→ **Provided text**
-- Opening Marker --

When you get new dentures, your dentist may tell you to wear them most of the time. After the adjustment period, dentures should not be worn 24 hours a day. Your dentist may tell you to take them out at bedtime and put them back in when you wake up.
Don’t wear your dentures around the clock because tissues in your mouth can become irritated if they are covered with denture material all of the time.
A denture that does not fit well may cause irritation, mouth sores, and infection. Denture adhesive can help a loose-fitting denture for a short time, but using adhesives all the time is not recommended. If the denture is loose, have your dentist check it. If you are using an adhesive, make sure you follow the instructions for use.
Even if you wear full dentures, it’s important to take good care of your mouth.
Brush your gums, tongue, and the roof of your mouth every morning with a soft-bristled brush before you put in your dentures. This increases circulation in your tissues and helps remove plaque. Eating a balanced diet is also important to keep your mouth healthy.
You will still need regular oral exams by your dentist even after you have lost your teeth. The dental office will tell you how often you should have dental visits. During a visit, your dentist will look for signs of disease such as fungal infection (also called thrush), oral cancer, or cancer of the head and neck. Your dentist will also check to see if your dentures fit well or might need adjustments.
Like natural teeth, you must take good care of your denture. Here are some tips:
• Clean your denture every day. Take it out of your mouth and rinse off food particles. It’s best to use a special brush made for cleaning dentures, but you can use a toothbrush with soft bristles. Wet a denture brush and put denture cleaner on it. Or, you can use a little bit of liquid dish soap.
• Do not use toothpaste to clean dentures. Some toothpastes have abrasive particles that can damage the denture base and teeth.
• Keep your denture in water or in a specially made denture soaking solution when you are not wearing it.
• Rinse your denture well after using any denture cleanser. It may contain chemicals that should not go into the mouth.
• Look for denture cleansers with the American Dental Association Seal of Acceptance, a symbol of safety and effectiveness.
• Keep your denture away from curious children and pets when you are not wearing it, because damage can occur.
Your dentist is the only person who should make repairs to your denture. Trying to make your own adjustments can harm your denture and your health. A person without the proper training won’t be able to fix your denture. Don’t use over-the-counter reline materials or glues on your denture. They mainly contain harmful chemicals and aren’t a long-term solution for fixing your denture.
The normal lifetime of dentures is about 5 to 10 years, but this can vary widely depending on the patient. Your gum line and dental ridge will continue to change in shape and shrink, even if you do not have natural teeth anymore. Over time, dentures may need relining, rebasing, or replacing.
Relining is when your dentist adds new material to the underside of the denture base to fit to your gums. This could be either a hard or soft material, depending on the condition and sensitivity of your gums.
Rebasing is when a new base is made using your existing denture as a model. The artificial teeth from the old denture are used on the new base.
It’s important to replace worn or ill-fitting dentures before they cause problems. Your mouth changes naturally with age. Your jaws may line up differently as bones and gum ridges recede and shrink. At some point, your dentures will no longer fit well and they will have to be remade. Your dentist will let you know when it’s time to replace your dentures.

-- Closing Marker --

(Stored dataset items)

-- Opening Marker --

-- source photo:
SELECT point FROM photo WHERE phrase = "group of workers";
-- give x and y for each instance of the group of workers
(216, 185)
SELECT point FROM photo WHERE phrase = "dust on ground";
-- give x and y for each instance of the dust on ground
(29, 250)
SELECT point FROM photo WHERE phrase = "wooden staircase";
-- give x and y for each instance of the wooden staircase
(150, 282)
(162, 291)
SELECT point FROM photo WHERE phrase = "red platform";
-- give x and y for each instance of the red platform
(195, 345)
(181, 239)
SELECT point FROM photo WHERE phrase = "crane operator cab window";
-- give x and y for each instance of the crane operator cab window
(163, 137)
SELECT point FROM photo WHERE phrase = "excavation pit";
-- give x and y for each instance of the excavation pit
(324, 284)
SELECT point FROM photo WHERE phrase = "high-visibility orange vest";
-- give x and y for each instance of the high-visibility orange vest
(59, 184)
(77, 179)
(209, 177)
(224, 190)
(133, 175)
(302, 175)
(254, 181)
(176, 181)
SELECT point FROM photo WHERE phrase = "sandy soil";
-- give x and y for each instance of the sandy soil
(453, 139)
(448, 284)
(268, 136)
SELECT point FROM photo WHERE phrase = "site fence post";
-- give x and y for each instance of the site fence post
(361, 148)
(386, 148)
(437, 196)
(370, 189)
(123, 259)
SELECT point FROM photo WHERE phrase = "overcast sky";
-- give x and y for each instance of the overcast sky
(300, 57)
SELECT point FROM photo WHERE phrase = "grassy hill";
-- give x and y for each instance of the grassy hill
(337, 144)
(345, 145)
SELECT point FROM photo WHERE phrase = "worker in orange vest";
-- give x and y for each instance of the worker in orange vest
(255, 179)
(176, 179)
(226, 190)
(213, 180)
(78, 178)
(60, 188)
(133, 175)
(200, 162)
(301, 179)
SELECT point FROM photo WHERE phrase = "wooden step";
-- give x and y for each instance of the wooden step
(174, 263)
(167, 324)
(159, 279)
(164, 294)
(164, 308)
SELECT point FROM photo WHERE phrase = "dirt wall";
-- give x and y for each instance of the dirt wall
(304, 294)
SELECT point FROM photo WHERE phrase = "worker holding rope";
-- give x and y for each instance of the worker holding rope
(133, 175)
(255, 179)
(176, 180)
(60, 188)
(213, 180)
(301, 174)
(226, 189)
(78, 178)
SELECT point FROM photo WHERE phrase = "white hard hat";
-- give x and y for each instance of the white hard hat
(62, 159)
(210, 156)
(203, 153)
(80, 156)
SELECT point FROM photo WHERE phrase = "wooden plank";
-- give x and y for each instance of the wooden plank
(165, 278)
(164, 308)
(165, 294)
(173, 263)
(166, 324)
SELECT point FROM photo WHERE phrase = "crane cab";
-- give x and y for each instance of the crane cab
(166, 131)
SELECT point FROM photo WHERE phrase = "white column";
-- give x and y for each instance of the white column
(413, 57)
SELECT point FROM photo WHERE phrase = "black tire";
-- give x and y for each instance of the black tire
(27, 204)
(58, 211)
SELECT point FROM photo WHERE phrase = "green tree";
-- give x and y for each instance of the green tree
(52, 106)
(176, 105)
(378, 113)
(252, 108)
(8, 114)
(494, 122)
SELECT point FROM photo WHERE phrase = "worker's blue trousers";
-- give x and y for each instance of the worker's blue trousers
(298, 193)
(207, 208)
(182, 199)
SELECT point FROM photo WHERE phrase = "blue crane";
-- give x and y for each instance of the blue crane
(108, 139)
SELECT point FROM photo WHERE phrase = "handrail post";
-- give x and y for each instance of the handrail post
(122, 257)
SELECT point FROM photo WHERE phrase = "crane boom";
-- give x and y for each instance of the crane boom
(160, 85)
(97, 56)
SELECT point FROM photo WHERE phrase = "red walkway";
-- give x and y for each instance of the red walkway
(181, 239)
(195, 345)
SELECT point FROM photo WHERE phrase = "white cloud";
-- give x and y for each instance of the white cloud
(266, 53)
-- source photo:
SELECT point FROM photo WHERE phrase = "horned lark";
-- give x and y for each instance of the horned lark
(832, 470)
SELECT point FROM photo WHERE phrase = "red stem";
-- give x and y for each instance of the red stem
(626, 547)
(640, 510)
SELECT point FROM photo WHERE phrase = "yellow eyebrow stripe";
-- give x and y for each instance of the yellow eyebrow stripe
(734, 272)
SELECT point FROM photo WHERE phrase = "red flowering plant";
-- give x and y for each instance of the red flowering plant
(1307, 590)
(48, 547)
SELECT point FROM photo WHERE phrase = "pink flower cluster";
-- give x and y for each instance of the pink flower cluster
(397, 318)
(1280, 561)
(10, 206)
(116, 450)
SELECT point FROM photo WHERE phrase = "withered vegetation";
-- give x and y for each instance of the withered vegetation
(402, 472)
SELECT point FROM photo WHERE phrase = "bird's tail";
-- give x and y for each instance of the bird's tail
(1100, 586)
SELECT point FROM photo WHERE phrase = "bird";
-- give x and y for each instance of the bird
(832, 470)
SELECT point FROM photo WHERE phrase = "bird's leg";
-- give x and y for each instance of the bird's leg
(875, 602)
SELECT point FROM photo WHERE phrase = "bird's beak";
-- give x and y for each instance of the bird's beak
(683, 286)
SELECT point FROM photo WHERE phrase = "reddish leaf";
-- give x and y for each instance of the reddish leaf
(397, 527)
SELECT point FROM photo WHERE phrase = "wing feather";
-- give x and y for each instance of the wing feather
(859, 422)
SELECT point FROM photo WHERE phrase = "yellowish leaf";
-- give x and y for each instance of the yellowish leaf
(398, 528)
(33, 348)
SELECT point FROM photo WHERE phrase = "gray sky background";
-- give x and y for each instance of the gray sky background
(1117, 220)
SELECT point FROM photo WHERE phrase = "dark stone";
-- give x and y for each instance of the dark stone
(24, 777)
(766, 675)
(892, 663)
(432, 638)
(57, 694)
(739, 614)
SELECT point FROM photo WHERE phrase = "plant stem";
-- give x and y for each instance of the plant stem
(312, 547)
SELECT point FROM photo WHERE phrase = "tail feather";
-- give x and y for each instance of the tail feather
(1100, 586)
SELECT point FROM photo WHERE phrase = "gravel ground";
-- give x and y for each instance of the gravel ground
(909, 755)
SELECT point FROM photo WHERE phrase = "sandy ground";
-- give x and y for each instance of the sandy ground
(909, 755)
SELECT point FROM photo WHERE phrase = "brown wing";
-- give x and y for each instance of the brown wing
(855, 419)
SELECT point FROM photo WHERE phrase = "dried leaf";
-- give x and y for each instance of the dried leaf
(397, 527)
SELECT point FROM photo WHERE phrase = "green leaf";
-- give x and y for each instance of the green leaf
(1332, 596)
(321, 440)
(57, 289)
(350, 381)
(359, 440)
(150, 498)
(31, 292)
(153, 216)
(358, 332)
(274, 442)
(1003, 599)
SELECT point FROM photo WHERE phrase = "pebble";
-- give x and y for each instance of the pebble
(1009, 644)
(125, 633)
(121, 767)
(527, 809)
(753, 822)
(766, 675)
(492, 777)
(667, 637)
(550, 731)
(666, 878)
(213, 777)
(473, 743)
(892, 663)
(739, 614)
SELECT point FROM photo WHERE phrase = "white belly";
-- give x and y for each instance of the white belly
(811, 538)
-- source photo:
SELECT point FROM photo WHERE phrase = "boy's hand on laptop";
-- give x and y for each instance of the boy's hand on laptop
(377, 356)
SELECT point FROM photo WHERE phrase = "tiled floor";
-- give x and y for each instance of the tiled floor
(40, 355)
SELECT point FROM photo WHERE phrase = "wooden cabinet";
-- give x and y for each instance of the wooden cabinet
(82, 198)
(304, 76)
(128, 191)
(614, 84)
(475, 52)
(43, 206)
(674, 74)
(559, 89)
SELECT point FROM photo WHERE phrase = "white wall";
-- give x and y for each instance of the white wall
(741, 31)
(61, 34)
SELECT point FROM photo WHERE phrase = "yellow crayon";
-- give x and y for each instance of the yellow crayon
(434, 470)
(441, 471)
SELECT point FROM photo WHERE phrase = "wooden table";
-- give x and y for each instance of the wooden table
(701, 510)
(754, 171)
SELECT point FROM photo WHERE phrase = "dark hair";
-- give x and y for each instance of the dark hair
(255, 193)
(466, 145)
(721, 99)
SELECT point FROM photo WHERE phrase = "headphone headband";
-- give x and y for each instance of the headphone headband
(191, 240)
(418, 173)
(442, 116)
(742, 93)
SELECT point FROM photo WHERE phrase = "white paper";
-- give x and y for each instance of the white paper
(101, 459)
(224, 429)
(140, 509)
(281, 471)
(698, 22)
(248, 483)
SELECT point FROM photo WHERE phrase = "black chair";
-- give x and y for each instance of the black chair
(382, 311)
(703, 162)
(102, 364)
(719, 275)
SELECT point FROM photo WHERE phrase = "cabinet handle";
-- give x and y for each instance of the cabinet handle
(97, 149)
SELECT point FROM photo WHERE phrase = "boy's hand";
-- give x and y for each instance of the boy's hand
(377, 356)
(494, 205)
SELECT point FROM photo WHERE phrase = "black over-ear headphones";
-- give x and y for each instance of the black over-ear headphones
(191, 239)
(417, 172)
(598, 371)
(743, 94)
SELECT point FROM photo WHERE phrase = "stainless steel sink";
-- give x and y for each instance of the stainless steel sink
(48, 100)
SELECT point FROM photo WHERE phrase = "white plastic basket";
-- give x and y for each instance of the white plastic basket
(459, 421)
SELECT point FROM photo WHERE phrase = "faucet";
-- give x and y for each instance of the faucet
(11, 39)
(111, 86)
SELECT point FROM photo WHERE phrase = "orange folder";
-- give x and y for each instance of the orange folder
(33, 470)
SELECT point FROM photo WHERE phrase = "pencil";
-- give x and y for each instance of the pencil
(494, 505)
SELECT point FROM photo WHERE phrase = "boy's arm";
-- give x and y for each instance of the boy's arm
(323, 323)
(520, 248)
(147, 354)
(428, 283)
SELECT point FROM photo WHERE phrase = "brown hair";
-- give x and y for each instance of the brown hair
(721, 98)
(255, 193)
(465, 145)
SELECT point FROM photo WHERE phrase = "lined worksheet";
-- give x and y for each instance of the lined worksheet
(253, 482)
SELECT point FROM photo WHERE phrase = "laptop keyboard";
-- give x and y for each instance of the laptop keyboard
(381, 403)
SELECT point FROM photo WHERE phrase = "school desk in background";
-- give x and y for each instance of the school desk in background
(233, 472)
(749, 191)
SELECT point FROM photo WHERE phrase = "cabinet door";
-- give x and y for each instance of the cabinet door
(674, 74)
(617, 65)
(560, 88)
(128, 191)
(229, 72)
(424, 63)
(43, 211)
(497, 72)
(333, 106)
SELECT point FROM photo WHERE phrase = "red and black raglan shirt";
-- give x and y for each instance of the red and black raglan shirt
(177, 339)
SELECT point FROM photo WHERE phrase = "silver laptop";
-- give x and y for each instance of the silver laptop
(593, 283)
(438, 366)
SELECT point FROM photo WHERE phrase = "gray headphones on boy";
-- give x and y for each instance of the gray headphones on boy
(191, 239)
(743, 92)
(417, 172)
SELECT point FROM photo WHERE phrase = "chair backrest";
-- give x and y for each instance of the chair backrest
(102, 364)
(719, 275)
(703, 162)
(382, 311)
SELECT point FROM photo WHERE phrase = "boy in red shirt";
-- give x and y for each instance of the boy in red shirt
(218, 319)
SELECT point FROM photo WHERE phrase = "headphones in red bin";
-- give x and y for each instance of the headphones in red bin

-- Closing Marker --

→ **Tasks to perform**
- a) Decide whether each statement agrees with the text on denture care above, answering yes or no and quoting the deciding words: (i) after the adjustment period, dentures should be worn 24 hours a day; (ii) liquid dish soap may be used to clean a denture; (iii) in rebasing, the artificial teeth from the old denture go on the new base.
- b) According to the text on denture care above, what is the normal lifetime of dentures?

→ **Completed exercise**
- a)
(i) No: "After the adjustment period, dentures should not be worn 24 hours a day."
(ii) Yes: "Or, you can use a little bit of liquid dish soap."
(iii) Yes: "The artificial teeth from the old denture are used on the new base."

- b) About 5 to 10 years, though it can vary widely depending on the patient.